* **Direction**:
Show each line in the records below that contains the word "blue", copying every such line in full.
==*==
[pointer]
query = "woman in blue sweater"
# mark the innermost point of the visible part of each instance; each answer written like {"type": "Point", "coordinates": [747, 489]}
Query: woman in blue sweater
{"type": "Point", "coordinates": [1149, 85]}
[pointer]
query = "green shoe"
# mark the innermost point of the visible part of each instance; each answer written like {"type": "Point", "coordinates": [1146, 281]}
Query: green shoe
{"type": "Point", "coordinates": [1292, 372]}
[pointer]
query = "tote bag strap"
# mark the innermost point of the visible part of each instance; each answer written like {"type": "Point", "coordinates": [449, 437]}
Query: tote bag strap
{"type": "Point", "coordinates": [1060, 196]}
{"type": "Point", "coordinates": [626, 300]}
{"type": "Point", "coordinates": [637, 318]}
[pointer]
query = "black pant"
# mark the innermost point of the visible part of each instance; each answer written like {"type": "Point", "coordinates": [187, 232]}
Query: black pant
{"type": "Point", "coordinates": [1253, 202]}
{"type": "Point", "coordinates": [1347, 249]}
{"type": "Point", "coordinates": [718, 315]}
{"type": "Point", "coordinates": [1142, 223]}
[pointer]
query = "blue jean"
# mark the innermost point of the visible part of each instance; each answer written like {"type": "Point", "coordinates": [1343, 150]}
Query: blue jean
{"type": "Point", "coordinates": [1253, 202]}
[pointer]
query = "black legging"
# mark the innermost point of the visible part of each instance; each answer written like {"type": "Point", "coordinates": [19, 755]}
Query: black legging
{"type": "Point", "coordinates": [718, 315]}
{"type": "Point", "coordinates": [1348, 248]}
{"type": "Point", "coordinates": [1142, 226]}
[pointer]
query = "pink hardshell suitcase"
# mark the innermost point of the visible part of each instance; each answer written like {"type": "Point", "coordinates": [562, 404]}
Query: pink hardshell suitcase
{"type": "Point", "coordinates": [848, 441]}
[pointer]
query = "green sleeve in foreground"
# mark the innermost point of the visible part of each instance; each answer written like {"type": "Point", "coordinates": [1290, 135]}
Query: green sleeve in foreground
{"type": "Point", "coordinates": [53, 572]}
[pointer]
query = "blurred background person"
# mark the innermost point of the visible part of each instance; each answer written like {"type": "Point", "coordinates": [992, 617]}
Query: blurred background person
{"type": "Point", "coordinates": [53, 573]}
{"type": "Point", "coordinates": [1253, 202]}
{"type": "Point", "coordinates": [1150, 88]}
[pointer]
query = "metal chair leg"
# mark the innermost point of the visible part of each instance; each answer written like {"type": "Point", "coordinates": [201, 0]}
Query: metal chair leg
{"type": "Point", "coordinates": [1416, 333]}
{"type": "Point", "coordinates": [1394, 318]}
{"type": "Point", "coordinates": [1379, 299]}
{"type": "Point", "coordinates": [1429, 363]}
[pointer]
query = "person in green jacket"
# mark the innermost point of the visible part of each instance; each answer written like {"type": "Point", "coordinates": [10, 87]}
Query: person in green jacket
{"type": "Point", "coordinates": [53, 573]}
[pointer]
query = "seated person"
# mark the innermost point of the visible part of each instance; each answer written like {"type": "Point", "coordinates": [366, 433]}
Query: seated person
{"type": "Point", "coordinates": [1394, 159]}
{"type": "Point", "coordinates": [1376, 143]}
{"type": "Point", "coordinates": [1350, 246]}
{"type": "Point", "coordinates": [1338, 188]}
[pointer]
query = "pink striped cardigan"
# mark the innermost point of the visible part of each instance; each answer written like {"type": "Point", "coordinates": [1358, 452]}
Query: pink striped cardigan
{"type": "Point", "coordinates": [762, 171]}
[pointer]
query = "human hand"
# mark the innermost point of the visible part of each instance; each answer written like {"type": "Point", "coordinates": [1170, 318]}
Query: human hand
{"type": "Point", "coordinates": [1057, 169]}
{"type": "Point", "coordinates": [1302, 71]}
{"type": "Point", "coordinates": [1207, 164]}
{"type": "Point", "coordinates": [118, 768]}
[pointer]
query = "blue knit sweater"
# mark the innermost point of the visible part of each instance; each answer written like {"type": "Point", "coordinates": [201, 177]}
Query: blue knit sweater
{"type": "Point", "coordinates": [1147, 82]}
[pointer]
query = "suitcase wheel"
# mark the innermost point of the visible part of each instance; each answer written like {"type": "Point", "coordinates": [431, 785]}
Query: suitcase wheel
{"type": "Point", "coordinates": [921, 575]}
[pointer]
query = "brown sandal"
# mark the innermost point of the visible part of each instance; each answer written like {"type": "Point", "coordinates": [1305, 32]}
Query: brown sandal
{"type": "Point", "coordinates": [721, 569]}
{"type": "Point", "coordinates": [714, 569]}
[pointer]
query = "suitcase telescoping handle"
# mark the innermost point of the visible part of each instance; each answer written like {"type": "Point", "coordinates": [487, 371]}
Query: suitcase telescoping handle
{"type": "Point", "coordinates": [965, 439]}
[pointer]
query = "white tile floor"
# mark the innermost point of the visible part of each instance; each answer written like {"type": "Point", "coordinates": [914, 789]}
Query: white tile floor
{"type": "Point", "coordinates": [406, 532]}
==*==
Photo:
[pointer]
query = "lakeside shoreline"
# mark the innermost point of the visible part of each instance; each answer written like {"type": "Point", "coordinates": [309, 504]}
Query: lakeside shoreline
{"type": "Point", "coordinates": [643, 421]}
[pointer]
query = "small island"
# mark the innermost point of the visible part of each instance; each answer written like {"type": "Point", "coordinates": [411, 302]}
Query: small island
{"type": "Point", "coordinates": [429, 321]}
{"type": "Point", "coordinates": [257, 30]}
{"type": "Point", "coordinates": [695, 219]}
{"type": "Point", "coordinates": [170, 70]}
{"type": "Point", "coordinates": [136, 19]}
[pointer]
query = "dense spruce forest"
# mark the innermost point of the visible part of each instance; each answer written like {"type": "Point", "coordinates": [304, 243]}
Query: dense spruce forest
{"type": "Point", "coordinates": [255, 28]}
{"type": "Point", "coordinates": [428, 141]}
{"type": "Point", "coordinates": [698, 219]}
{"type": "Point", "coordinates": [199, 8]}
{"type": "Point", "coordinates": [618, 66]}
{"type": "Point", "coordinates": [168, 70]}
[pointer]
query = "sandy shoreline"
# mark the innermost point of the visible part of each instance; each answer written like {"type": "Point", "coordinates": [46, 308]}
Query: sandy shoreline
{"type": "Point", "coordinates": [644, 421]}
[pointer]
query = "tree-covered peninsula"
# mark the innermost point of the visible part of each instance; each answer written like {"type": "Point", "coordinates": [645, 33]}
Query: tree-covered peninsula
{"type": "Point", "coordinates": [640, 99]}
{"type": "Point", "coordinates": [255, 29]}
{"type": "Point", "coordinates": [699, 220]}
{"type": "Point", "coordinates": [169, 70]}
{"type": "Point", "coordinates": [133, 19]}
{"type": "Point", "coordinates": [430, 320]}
==*==
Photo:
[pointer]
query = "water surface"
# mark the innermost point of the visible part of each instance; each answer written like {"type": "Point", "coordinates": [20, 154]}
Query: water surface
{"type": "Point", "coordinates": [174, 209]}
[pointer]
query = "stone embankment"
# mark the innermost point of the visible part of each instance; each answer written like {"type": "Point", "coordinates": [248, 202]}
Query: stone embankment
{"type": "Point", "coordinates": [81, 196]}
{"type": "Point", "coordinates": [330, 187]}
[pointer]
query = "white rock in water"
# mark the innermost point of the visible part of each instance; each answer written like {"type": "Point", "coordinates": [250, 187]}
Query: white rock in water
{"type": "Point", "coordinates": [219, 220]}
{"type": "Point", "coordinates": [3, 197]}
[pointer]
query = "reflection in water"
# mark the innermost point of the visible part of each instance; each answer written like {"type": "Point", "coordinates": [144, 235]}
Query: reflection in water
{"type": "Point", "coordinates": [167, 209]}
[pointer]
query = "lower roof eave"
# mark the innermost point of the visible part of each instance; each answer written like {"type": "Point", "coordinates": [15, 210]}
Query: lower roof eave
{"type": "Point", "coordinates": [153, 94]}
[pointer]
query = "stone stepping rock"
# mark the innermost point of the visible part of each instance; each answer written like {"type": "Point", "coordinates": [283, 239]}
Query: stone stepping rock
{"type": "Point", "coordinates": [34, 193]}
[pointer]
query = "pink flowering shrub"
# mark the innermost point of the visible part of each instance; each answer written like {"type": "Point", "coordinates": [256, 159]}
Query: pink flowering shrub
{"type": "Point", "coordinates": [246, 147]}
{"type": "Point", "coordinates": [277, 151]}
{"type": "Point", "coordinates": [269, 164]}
==*==
* **Full answer**:
query = "woman in blue sweater"
Query: woman in blue sweater
query = "blue jean"
Query: blue jean
query = "blue knit sweater"
Query: blue knit sweater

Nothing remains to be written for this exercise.